> Document passage:
↓↓↓

Much of Mayfield was originally named North Waratah, and formed part of the large Municipality of Waratah (incorporated 1871), of which John Scholey was three times Mayor. In 1938 an Act of the New South Wales Parliament created a "City of Greater Newcastle", incorporating 11 municipalities into one local government area, including Waratah. Until it was subdivided by Scholey and the land put up for sale, it was largely semi-forested scrub and fields. However, St Andrew's Church at North Waratah was opened as early as 1861, and fell within the Church of England Diocese of Newcastle, New South Wales. In 1924 a new church was dedicated at St.Andrews, Mayfield, to replace the aging colonial church.

↑↑↑

> What to produce:
Please pick up the Mayfield history passage after its last sentence and carry it on.

> Records provided:
↓↓↓

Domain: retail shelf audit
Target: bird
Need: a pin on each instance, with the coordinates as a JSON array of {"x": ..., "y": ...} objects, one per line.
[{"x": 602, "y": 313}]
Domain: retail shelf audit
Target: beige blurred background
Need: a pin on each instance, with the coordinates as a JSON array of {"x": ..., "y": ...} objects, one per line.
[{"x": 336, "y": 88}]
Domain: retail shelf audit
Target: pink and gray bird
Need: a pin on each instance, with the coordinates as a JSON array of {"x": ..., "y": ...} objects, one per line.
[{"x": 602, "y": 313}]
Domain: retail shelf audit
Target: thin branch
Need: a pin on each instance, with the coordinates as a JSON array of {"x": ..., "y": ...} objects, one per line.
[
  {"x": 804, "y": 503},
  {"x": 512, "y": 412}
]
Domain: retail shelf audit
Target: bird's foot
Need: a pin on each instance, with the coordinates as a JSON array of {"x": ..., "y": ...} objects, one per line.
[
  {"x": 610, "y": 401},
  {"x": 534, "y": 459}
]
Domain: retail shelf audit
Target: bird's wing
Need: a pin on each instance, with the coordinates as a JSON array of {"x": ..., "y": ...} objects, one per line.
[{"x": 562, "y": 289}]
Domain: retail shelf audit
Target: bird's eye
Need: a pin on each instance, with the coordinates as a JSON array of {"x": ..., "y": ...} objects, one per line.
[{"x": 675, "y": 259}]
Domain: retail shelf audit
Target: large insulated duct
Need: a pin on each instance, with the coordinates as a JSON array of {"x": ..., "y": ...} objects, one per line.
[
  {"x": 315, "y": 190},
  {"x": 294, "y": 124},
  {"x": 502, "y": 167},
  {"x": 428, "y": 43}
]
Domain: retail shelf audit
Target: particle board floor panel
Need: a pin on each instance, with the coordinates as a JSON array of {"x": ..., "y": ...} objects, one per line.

↑↑↑

> Response:
Mayfield was originally a pleasant garden suburb on the outskirts of Newcastle, and by 1901 contained a Roman Catholic monastery, and several fine Victorian mansions belonging to prominent businessmen and lawyers. Of note, there was N.B.Creer (three times Mayor of Waratah), Charles Upfold (Soap Manufacturer) built a large mansion on a piece of land in Crebert Street, North Waratah (now called Mayfield), given to him by his friend John Scholey. It was later sold to biscuit manufacturer, William Arnott who named the mansion "Arnott Holme". Arnott then sold it in 1898 to Isaac Winn, owner of the big Newcastle department store. Winn renamed the mansion "Winn Court" and John Scholey's "Mayfield House", for which the sandstone was brought from England. BHP constructed, in the early 1920s, a very fine mansion in Crebert Street (named after Peter Crebert [1825-1895], an immigrant from Wiesbaden in Germany), with extensive gardens, for their General Manager. Now privately owned and named The Bella Vista, it is used as a weddings and functions centre.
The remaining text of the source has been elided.